Extract to read -
_ _ _ _ _ _ _

Virginia AG Ken Cuccinelli released the following Op-Ed, which ran on National Review Online last week:
Unconstitutional Mandate
Virginia's Obamacare lawsuit is about more than just health care.
There are very good reasons that the federal government has never, in the last 221 years, used the Commerce Clause of the Constitution as a vehicle for requiring citizens to purchase goods or services from other citizens.
The first is textual. Article I, Section 8 of the Constitution provides that "the Congress shall have Power . . . To regulate Commerce with Foreign Nations, and among the several States." Although there have been disputes about just how far this should reach into commerce that is entirely intrastate, until now, it has been recognized that this constitutional provision deals with regulation of commerce - that is, with the use of law to impose reason and order on the voluntary commercial actions of citizens, as well as on activities that substantially affect commerce. An individual mandate to purchase health insurance is not regulation in that sense.
Another good reason this has not been done before is that it turns the Commerce Clause into an alternative, off-books funding mechanism. According to the "findings" section of the law itself, the mandate achieves economies of scale, but in reality, it achieves income redistribution. The law caps the amount that insurance companies can charge based on age, and forbids them to exclude those with pre-existing conditions. As such, the young and healthy people the law forces to buy insurance are overcharged for the purpose of subsidizing the old and those with pre-existing conditions.
One of the drafters of the health-care legislation acknowledged that it uses the Commerce Clause to redistribute income. Sen. Max Baucus, chairman of the Senate Finance Committee, admitted during the Senate reconciliation debate, "This is also an income shift. . . . This legislation will have the effect of addressing . . . mal-distribution of income in America."

_ _ _ _ _ _ _

Data excerpts -
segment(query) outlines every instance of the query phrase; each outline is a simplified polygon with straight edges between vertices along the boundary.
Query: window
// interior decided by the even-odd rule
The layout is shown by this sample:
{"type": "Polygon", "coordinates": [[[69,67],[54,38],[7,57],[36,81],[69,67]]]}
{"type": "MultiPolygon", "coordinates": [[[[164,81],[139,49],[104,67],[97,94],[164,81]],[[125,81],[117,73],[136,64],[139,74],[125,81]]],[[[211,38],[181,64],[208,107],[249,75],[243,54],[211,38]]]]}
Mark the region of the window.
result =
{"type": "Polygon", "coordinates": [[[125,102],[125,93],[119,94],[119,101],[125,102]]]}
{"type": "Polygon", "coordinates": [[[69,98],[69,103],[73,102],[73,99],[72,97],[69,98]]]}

_ _ _ _ _ _ _

Exercise description -
Decide whether each statement below agrees with the op-ed on the health insurance mandate, answering yes or no and quoting the deciding words of the op-ed exactly. 1. The federal government has used the Commerce Clause before to require citizens to buy goods or services from other citizens. 2. The law limits what insurance companies can charge based on age. 3. Max Baucus chaired the Senate Finance Committee.

Expected output -
1. No: "the federal government has never, in the last 221 years, used the Commerce Clause of the Constitution as a vehicle for requiring citizens to purchase goods or services from other citizens."
2. Yes: "The law caps the amount that insurance companies can charge based on age"
3. Yes: "Sen. Max Baucus, chairman of the Senate Finance Committee"